Excerpts from point annotation data:
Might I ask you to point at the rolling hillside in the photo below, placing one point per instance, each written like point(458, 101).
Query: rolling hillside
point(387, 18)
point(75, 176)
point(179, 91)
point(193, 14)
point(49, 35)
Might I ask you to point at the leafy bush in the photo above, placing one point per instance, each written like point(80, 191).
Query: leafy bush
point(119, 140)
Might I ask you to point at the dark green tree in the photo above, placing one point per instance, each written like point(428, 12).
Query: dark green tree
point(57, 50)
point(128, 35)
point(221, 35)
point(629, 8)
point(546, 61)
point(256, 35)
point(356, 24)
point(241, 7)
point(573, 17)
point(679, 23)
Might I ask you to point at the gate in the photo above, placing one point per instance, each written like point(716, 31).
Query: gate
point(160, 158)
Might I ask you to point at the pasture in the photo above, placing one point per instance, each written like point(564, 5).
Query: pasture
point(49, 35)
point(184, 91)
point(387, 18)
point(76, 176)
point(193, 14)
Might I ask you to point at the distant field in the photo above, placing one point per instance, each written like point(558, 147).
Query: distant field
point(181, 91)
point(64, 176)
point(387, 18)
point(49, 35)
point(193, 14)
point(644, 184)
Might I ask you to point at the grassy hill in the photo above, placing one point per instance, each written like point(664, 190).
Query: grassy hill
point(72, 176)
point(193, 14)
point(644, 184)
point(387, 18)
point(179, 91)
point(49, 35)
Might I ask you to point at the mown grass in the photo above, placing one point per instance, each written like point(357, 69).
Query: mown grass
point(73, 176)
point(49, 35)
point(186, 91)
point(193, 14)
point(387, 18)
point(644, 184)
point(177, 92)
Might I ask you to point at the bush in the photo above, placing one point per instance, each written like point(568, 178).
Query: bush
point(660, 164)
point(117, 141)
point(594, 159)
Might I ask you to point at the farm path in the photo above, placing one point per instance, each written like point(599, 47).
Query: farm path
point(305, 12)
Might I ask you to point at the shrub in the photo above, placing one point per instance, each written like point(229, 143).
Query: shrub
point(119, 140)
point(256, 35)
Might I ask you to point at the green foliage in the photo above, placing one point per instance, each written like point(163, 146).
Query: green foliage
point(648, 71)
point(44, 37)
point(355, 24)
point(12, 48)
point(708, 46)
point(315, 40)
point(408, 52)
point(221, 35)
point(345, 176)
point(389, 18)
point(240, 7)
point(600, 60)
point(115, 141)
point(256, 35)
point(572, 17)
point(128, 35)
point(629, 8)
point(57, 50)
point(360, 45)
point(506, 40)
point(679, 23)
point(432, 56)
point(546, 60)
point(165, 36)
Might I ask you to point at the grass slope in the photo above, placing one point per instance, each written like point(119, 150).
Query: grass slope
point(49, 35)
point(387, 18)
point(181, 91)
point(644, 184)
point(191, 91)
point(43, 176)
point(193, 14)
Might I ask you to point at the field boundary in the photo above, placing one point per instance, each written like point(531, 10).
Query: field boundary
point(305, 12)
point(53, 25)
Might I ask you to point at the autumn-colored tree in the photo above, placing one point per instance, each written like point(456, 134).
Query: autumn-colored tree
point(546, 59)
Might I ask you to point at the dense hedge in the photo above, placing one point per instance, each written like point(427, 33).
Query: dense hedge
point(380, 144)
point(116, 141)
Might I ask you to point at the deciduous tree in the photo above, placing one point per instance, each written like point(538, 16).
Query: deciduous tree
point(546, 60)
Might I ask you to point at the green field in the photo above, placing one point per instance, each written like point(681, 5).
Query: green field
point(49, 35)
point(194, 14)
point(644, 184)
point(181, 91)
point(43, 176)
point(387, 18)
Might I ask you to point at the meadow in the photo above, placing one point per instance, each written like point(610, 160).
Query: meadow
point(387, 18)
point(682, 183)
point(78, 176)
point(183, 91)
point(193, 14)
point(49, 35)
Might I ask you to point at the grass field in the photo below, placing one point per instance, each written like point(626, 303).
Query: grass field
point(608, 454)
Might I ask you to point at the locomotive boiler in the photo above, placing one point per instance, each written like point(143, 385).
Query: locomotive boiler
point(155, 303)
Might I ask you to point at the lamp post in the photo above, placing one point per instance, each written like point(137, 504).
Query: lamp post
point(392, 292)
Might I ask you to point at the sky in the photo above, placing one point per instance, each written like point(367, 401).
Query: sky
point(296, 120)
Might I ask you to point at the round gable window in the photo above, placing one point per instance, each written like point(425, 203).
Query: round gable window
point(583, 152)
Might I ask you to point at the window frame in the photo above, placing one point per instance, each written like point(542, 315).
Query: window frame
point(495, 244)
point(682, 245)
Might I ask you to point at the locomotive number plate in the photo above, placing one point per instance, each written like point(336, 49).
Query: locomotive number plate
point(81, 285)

■ **EXERCISE TASK**:
Make an exact copy of the listing, including every line.

■ **SOLVED EXERCISE**:
Might I ask you to point at the rolling hillside in the photo below, placing one point per instance, each written like point(458, 101).
Query: rolling hillside
point(387, 18)
point(75, 176)
point(179, 91)
point(193, 14)
point(49, 35)
Might I ask you to point at the leafy bush in the photo above, placing one point per instance, each written like point(80, 191).
Query: leafy bush
point(119, 140)
Might I ask you to point at the dark green tree in the photo above, placing one point per instance, each written like point(428, 12).
Query: dark green tree
point(57, 50)
point(128, 35)
point(221, 35)
point(629, 8)
point(546, 61)
point(256, 35)
point(356, 24)
point(241, 7)
point(573, 17)
point(679, 23)
Might I ask you to point at the gate in the photo above, placing one point per instance, each written like point(716, 31).
Query: gate
point(160, 158)
Might I ask you to point at the pasture in the photo above, placing one point per instance, each written like point(564, 5).
Query: pasture
point(49, 35)
point(184, 91)
point(387, 18)
point(76, 176)
point(193, 14)
Might I ask you to point at the distant field in the photo above, placing one point per instance, each written like point(558, 147).
Query: distant field
point(181, 91)
point(64, 176)
point(387, 18)
point(49, 35)
point(193, 14)
point(644, 184)
Might I ask you to point at the grassy hill in the photo above, placing one point per instance, each written like point(664, 190).
Query: grassy hill
point(72, 176)
point(193, 14)
point(644, 184)
point(387, 18)
point(179, 91)
point(49, 35)
Might I ask you to point at the mown grass in the photo above, placing one point per instance, each written like point(357, 69).
Query: mown grass
point(73, 176)
point(49, 35)
point(186, 91)
point(193, 14)
point(387, 18)
point(644, 184)
point(177, 92)
Might I ask you to point at the bush in the photo above, placing one point per instance, each written like point(568, 178).
Query: bush
point(660, 164)
point(117, 141)
point(594, 159)
Might I ask you to point at the farm path in the photo above, placing one point per instance, each written like point(599, 47).
Query: farm path
point(305, 12)
Might I ask you to point at the shrub in the photo above, placing one point per instance, each written like point(229, 143).
Query: shrub
point(119, 140)
point(256, 35)
Might I ask you to point at the green foliage in the photo above, placing one point per instance, each written like point(163, 146).
Query: green foliage
point(648, 71)
point(44, 37)
point(355, 24)
point(12, 48)
point(708, 46)
point(315, 40)
point(408, 52)
point(221, 35)
point(345, 176)
point(389, 18)
point(240, 7)
point(600, 60)
point(115, 141)
point(256, 35)
point(572, 17)
point(128, 35)
point(629, 8)
point(57, 50)
point(360, 45)
point(506, 40)
point(679, 23)
point(432, 56)
point(546, 60)
point(165, 36)
Might I ask you to point at the grass slope in the photo above, placing one point per instance, each written like point(119, 150).
Query: grass slope
point(49, 35)
point(387, 18)
point(181, 91)
point(644, 184)
point(191, 91)
point(43, 176)
point(193, 14)
Might I ask you to point at the field boundary in the photo above, placing one point per instance, each written like point(531, 10).
Query: field boundary
point(305, 12)
point(53, 25)
Might I ask you to point at the autumn-colored tree in the photo above, placing one point per instance, each written like point(456, 134).
Query: autumn-colored tree
point(546, 59)
Might I ask you to point at the dense hedge in the photo above, placing one point per instance, each written like point(427, 33).
Query: dense hedge
point(380, 144)
point(116, 141)
Might I ask you to point at the deciduous tree in the photo above, placing one point per instance, each written like point(538, 16).
Query: deciduous tree
point(546, 60)
Might I ask you to point at the green field in the photo above, placing one point per instance, each written like point(681, 5).
Query: green field
point(49, 35)
point(194, 14)
point(644, 184)
point(181, 91)
point(43, 176)
point(387, 18)
Might I ask you to point at the meadow in the photo above, placing one point per instance, each written like point(610, 160).
Query: meadow
point(387, 18)
point(682, 183)
point(78, 176)
point(183, 91)
point(193, 14)
point(49, 35)
Might I ask you to point at the grass field in the photo below, placing one point per instance, each written like point(626, 303).
Query: grass field
point(608, 454)
Might I ask you to point at the locomotive boiler in the photo above, placing one point per instance, each written like point(143, 385).
Query: locomotive boiler
point(155, 303)
Might I ask you to point at the lamp post in the photo above, placing one point per instance, each written like point(137, 504).
Query: lamp post
point(392, 292)
Might I ask you to point at the sky in the photo above, placing one point per instance, each written like point(367, 401).
Query: sky
point(296, 120)
Might I ask you to point at the round gable window in the photo above, placing one point per instance, each written like point(425, 203).
Query: round gable window
point(583, 152)
Might I ask you to point at the window frame in the photo above, placing one point per instance, each written like point(542, 315).
Query: window frame
point(495, 244)
point(682, 245)
Might I ask you to point at the locomotive number plate in the photo above, placing one point per instance, each written like point(336, 49).
Query: locomotive number plate
point(81, 285)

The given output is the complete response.